*Цель:* Продублируйте все строки приведенного ниже материала без каких-либо изменений. Изображения в ответ не включайте.

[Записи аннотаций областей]
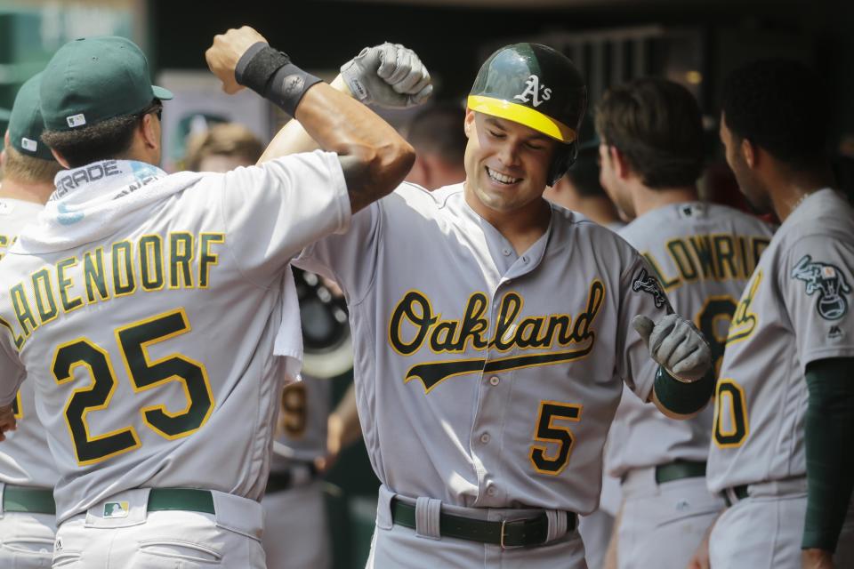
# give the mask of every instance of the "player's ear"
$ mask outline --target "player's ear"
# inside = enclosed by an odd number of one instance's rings
[[[742,139],[741,144],[738,146],[741,150],[741,157],[745,159],[745,164],[751,168],[755,168],[758,156],[753,143],[747,139]]]
[[[63,167],[63,168],[68,169],[68,168],[71,167],[71,166],[68,165],[68,161],[65,159],[65,156],[63,156],[61,154],[60,154],[59,152],[57,152],[57,151],[54,150],[53,148],[51,148],[51,154],[53,155],[53,157],[56,158],[56,161],[57,161],[57,162],[59,162],[60,164],[62,164],[62,167]]]
[[[471,108],[465,109],[465,118],[463,119],[463,131],[465,132],[466,138],[471,138],[471,133],[474,130],[474,111]]]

*Ответ к задаче:*
# give the mask of every instance of the "player's ear"
$ mask outline --target "player's ear"
# inside = enclosed by an odd number of one instance's rings
[[[742,139],[741,144],[738,146],[741,150],[741,157],[745,159],[745,164],[751,168],[755,168],[758,156],[753,143],[747,139]]]
[[[63,167],[63,168],[68,169],[68,168],[71,167],[71,166],[68,165],[68,161],[65,159],[65,156],[63,156],[61,154],[60,154],[59,152],[57,152],[57,151],[54,150],[53,148],[51,148],[51,154],[53,155],[53,157],[56,158],[56,161],[57,161],[57,162],[59,162],[60,164],[62,164],[62,167]]]
[[[471,108],[465,109],[465,118],[463,119],[463,131],[465,132],[466,138],[471,138],[471,133],[474,130],[474,111]]]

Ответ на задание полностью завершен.